## [TASK PROMPT]
Copy out the material below, changing each "one marker per instance" to "one point per instance" and leaving everything else as it is.
-------------------------
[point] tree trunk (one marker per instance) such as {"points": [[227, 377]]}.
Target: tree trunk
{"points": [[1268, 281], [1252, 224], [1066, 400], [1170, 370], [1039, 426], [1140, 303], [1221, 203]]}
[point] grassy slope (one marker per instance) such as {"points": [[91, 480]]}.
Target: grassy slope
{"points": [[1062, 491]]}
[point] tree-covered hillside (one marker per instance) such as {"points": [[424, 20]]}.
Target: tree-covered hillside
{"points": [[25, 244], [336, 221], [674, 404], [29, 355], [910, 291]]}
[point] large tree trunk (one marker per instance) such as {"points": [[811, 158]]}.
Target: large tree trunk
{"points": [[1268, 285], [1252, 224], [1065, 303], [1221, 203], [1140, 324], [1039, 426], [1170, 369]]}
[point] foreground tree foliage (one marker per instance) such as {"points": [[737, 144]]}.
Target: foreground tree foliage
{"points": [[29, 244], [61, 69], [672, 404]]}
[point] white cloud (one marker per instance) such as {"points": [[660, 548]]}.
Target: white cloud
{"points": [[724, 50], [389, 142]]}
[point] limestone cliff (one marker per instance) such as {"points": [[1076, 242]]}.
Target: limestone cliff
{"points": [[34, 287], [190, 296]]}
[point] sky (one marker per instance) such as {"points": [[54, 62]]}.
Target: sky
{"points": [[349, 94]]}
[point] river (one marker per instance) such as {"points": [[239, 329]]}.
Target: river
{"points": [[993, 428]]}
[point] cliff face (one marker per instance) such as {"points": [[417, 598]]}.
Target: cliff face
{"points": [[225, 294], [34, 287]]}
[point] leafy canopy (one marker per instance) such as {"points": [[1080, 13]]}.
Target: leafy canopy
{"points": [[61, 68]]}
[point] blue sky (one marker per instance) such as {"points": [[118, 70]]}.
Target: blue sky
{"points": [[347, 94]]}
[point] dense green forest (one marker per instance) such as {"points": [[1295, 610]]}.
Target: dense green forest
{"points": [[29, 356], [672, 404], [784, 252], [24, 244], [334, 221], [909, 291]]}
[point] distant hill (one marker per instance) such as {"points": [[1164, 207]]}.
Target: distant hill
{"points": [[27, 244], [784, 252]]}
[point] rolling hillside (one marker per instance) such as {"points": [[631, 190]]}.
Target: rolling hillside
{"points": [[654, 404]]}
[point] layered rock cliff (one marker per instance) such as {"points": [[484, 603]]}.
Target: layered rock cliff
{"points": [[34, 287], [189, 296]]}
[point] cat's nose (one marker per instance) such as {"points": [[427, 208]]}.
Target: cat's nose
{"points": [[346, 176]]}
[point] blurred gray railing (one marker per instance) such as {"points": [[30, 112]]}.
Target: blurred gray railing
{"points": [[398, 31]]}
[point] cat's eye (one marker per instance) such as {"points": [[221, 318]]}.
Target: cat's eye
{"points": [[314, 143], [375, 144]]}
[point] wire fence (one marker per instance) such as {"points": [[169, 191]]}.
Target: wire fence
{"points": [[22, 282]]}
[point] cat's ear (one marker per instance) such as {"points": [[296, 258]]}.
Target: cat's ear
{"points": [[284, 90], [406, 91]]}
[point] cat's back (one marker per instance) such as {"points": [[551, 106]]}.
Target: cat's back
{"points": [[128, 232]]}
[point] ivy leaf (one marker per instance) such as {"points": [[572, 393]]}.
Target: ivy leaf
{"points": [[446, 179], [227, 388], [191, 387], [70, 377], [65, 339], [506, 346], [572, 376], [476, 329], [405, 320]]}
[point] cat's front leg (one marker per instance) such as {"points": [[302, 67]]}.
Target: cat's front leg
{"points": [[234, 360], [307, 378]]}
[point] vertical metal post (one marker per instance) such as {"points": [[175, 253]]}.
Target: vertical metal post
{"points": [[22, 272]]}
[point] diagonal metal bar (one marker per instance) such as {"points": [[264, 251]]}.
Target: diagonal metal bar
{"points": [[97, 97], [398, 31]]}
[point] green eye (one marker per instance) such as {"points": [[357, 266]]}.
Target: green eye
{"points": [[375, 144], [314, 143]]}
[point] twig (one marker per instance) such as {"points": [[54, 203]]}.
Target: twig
-------------------------
## [FINAL RESULT]
[point] tree trunk (one point per instance) such as {"points": [[227, 377]]}.
Target: tree trunk
{"points": [[1268, 281], [1252, 224], [1066, 400], [1170, 370], [1039, 426], [1140, 303], [1221, 203]]}
[point] grassy slope (one point per instance) such as {"points": [[91, 480]]}.
Target: grassy slope
{"points": [[1062, 491]]}
[point] tree-covered hillside (one point per instance) such as {"points": [[424, 20]]}.
Target: tree-covered hillside
{"points": [[25, 244], [336, 221], [674, 404], [29, 355], [910, 291]]}
[point] large tree trunk (one point per instance) such as {"points": [[811, 158]]}.
Target: large tree trunk
{"points": [[1268, 285], [1252, 224], [1065, 303], [1221, 203], [1140, 324], [1039, 426], [1170, 369]]}
[point] foreground tree foliage (one point per instance) such as {"points": [[737, 144]]}.
Target: foreground tree foliage
{"points": [[29, 244], [61, 69], [672, 404]]}
[point] white cloud (one point per instance) such as {"points": [[660, 548]]}.
Target: white cloud
{"points": [[724, 50], [389, 142]]}
[point] limestone cliff (one point per instance) such as {"points": [[1076, 242]]}.
Target: limestone cliff
{"points": [[34, 287], [190, 296]]}
[point] sky (one point per instance) such as {"points": [[54, 62]]}.
Target: sky
{"points": [[349, 94]]}
[point] river (one point per instance) such as {"points": [[239, 329]]}.
Target: river
{"points": [[993, 428]]}
[point] cliff face (one point per instance) such as {"points": [[417, 598]]}.
Target: cliff face
{"points": [[225, 294], [34, 287]]}
[point] leafy canopy (one point per instance) such as {"points": [[1080, 13]]}.
Target: leafy canopy
{"points": [[61, 68]]}
[point] blue sky (one point per instance) such as {"points": [[118, 70]]}.
Target: blue sky
{"points": [[347, 94]]}
[point] dense green forest (one point per instance) such as {"points": [[1295, 610]]}.
Target: dense green forest
{"points": [[29, 356], [672, 404], [784, 252], [24, 244], [334, 221], [909, 291]]}
[point] distant hill (one point per instance) such as {"points": [[1164, 207]]}.
Target: distant hill
{"points": [[27, 244], [784, 252]]}
[point] rolling hillside (one point per instance) such as {"points": [[631, 190]]}.
Target: rolling hillside
{"points": [[654, 404]]}
[point] layered rock cliff (one point per instance) such as {"points": [[484, 603]]}.
Target: layered rock cliff
{"points": [[34, 287], [189, 296]]}
[point] cat's nose (one point per instance) such as {"points": [[427, 208]]}.
Target: cat's nose
{"points": [[346, 176]]}
[point] blurred gray railing (one point per instance) such as {"points": [[30, 112]]}.
Target: blurred gray railing
{"points": [[398, 31]]}
[point] cat's eye (one point per instance) such as {"points": [[221, 318]]}.
Target: cat's eye
{"points": [[314, 143], [375, 144]]}
[point] wire fence (one point per instance) such as {"points": [[169, 191]]}.
Target: wire fence
{"points": [[22, 282]]}
[point] cat's ear (one point per instance) such as {"points": [[296, 258]]}.
Target: cat's ear
{"points": [[284, 90], [406, 91]]}
[point] cat's back (one point per instance) such as {"points": [[551, 106]]}.
Target: cat's back
{"points": [[128, 232]]}
[point] ivy leaf (one point per instance) such as {"points": [[572, 393]]}.
Target: ivy leaf
{"points": [[446, 179], [227, 388], [191, 387], [70, 377], [65, 339], [506, 346], [572, 376], [476, 329], [405, 320]]}
[point] cat's front leg (one point per instance) such as {"points": [[302, 67]]}.
Target: cat's front leg
{"points": [[234, 360], [307, 378]]}
[point] vertical metal post (one point per instance) such as {"points": [[175, 253]]}.
Target: vertical metal post
{"points": [[22, 272]]}
[point] diagonal metal bar (one point per instance) such as {"points": [[264, 251]]}.
Target: diagonal metal bar
{"points": [[97, 97], [398, 31]]}
[point] green eye (one point per instance) such as {"points": [[357, 266]]}.
Target: green eye
{"points": [[375, 144], [314, 143]]}
[point] twig (one point per instance) such as {"points": [[54, 203]]}.
Target: twig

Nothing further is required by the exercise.